§ Tujuan Tugas
Tuliskan kembali tanpa perubahan bagian teks tentang Gunung Lawu di bawah yang dibuka dengan kata-kata "Pasar Dieng sendiri" dan ditutup dengan "makhluk ghaib tersebut.".

§ Kutipan Teks
Gunung Lawu memang sangat terkenal dengan kemistisanny. Bahkan, tak sedikit peraturan harus diikuti para pendaki saat di berasa di sini. Sebenarnya, yang paling mistis itu ada di puncak Gunung Lawu dan Pasar Dieng.
Pasar Dieng sendiri merupakan pasarnya para makhluk gaib, yang sudah terlanjur diketahui publik. Deretan bebatuan yang tersusun apik tidak boleh dipindahkan sembarang, karena konon katanya ini menjadi lokasi barang yang diperjual belikan oleh makhluk ghaib tersebut.
Namun tak disangka, kisah mistis yang kami alami justru berada di salah satu jalur yang paling terjal, dan panjang selama pendakian yaitu pos empat. Sepanjang perjalanan dari pos satu sampai tiga, kami tidak menemukan jalur yang datar sama sekali.
Menggapai Puncak Gunung Lawu – Gunung Lawu merupakan salah satu Gunung yang paling terkenal di Jawa. Berada di perbatasan antara Jawa Tengah dan Jawa Timur bahkan masuk ke tiga wilayah kabupaten sekaligus yaitu Magetan, Karanganyar dan Ngawi. Gunung Lawu juga terkenal dengan kemistisannya karena sering di ajeni oleh orang jawa.

§ Data
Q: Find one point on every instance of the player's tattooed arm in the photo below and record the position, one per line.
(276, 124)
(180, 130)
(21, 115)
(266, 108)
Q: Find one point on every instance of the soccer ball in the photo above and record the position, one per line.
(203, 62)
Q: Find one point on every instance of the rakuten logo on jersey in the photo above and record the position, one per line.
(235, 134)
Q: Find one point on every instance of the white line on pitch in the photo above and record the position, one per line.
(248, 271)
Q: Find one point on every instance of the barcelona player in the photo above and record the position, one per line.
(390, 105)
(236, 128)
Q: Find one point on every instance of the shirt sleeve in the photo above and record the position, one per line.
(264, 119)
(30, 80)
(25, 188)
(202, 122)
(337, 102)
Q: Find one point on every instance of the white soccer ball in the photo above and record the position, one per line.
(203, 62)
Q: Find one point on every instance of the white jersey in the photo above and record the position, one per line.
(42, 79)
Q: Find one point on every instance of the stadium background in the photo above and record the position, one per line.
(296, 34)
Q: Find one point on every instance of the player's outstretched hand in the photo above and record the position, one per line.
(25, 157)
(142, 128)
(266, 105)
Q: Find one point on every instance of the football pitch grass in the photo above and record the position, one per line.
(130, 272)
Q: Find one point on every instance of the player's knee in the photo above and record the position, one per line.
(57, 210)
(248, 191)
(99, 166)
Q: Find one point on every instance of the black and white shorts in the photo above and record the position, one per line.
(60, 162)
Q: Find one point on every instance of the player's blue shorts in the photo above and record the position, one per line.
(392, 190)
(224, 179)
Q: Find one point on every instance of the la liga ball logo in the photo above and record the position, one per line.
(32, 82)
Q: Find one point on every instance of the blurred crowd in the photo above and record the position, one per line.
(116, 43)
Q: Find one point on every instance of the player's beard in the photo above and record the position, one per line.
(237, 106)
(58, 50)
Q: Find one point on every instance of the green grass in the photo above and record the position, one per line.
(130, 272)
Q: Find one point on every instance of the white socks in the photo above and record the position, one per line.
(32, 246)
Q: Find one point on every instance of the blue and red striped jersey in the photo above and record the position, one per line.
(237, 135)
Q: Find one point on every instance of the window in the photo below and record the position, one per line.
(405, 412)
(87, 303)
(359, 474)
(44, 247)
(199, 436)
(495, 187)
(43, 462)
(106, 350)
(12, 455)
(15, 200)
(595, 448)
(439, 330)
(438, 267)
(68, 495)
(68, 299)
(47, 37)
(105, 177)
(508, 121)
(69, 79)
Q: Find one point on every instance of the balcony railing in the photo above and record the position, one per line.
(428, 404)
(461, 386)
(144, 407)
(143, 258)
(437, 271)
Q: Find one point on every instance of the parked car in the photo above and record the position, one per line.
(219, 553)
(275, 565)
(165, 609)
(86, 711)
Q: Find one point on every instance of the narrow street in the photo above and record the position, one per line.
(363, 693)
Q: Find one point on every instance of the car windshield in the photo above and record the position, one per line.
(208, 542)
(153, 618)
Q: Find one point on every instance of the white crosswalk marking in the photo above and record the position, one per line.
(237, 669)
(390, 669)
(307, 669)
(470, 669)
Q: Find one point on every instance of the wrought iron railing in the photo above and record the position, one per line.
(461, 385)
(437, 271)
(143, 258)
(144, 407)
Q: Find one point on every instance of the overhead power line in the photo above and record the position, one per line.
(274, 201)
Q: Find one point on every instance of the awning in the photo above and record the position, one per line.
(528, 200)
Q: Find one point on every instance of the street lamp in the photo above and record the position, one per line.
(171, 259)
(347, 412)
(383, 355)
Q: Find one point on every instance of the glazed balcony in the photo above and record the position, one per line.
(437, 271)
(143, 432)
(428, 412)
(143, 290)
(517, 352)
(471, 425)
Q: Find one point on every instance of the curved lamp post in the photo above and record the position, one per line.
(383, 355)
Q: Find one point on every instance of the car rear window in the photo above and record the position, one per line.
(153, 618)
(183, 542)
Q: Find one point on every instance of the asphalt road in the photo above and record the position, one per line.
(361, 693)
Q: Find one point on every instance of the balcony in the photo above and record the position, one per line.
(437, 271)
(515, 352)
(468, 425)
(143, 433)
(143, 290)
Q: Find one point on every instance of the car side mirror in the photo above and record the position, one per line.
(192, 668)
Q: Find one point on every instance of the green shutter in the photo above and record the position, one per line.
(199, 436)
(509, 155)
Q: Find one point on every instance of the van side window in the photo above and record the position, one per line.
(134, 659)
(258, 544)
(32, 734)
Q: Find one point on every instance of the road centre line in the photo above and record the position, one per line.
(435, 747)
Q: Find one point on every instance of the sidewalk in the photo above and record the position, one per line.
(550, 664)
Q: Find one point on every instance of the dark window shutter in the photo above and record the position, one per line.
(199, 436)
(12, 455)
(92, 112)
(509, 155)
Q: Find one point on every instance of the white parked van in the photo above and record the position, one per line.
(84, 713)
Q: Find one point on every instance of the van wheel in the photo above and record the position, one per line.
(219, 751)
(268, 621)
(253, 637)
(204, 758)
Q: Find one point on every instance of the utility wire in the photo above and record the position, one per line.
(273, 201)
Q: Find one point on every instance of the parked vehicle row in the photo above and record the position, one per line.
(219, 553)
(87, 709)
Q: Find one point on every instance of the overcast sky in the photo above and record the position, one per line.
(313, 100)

--

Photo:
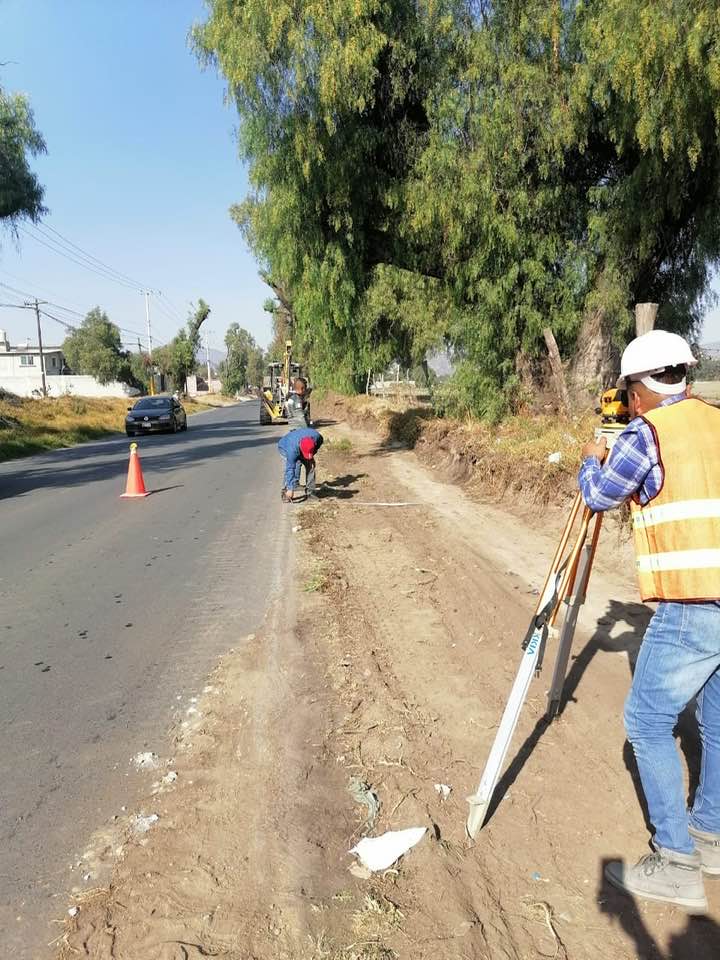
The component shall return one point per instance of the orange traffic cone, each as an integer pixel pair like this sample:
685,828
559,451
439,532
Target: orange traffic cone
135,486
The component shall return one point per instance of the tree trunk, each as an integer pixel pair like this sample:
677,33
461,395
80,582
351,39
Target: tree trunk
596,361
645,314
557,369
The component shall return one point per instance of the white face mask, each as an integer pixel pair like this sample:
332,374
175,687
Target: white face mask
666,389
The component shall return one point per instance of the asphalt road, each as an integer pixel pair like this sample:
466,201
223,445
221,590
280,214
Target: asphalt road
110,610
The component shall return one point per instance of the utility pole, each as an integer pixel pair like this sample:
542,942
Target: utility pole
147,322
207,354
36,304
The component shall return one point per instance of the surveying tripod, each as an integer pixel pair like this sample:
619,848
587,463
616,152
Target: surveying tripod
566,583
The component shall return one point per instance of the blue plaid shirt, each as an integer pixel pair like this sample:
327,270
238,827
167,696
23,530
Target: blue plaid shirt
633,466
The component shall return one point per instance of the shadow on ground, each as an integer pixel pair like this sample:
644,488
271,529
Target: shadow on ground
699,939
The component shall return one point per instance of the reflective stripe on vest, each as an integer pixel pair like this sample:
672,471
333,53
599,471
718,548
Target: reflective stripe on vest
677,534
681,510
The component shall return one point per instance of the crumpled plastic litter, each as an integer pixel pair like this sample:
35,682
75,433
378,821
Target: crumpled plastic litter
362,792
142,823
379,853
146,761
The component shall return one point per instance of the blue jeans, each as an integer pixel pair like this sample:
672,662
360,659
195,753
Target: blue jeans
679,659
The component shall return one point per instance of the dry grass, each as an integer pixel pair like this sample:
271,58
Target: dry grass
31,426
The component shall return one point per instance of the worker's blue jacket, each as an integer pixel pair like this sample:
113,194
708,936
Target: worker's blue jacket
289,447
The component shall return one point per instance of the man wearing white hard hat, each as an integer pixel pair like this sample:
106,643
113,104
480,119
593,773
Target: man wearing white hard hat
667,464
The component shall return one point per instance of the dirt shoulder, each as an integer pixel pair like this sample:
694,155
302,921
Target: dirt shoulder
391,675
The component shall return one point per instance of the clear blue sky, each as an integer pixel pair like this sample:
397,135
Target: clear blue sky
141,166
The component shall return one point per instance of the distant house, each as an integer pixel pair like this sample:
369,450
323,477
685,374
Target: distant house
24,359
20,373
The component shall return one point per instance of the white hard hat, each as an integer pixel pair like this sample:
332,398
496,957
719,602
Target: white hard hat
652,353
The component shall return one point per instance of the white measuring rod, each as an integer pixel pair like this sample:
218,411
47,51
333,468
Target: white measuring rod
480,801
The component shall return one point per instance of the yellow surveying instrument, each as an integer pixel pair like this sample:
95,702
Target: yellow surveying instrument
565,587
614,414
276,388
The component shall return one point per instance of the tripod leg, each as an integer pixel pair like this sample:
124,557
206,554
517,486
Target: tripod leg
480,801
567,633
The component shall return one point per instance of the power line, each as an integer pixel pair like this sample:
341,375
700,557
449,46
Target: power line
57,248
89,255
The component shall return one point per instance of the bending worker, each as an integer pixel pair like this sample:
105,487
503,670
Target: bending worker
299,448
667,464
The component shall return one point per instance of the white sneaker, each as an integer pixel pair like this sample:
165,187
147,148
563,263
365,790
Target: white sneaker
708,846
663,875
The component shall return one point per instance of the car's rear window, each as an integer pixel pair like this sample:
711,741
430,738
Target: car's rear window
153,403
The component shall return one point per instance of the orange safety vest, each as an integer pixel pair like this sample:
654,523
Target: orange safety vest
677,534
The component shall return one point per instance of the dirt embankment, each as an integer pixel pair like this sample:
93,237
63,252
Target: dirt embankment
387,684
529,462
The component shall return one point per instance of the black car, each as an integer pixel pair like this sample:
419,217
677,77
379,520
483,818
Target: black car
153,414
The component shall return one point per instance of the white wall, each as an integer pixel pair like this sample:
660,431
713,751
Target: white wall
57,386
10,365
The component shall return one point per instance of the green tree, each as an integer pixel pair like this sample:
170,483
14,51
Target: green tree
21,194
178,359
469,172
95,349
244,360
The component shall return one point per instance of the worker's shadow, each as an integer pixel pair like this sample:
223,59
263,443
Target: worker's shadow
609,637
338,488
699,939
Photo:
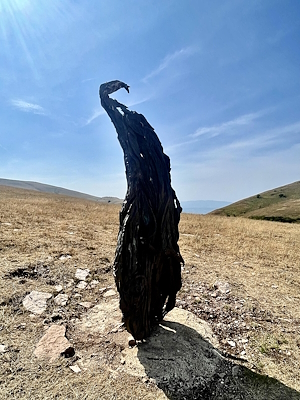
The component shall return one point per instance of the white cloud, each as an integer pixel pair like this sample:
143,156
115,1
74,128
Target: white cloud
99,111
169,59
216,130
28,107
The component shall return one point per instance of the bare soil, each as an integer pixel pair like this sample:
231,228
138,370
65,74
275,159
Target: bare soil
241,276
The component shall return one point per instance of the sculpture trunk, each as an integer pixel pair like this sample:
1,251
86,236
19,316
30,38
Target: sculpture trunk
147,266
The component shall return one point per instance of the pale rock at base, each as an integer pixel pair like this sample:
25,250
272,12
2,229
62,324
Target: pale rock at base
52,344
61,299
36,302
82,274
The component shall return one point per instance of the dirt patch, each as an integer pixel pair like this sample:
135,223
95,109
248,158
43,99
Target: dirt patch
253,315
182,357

§ Penyelesaian
Pasar Dieng sendiri merupakan pasarnya para makhluk gaib, yang sudah terlanjur diketahui publik. Deretan bebatuan yang tersusun apik tidak boleh dipindahkan sembarang, karena konon katanya ini menjadi lokasi barang yang diperjual belikan oleh makhluk ghaib tersebut.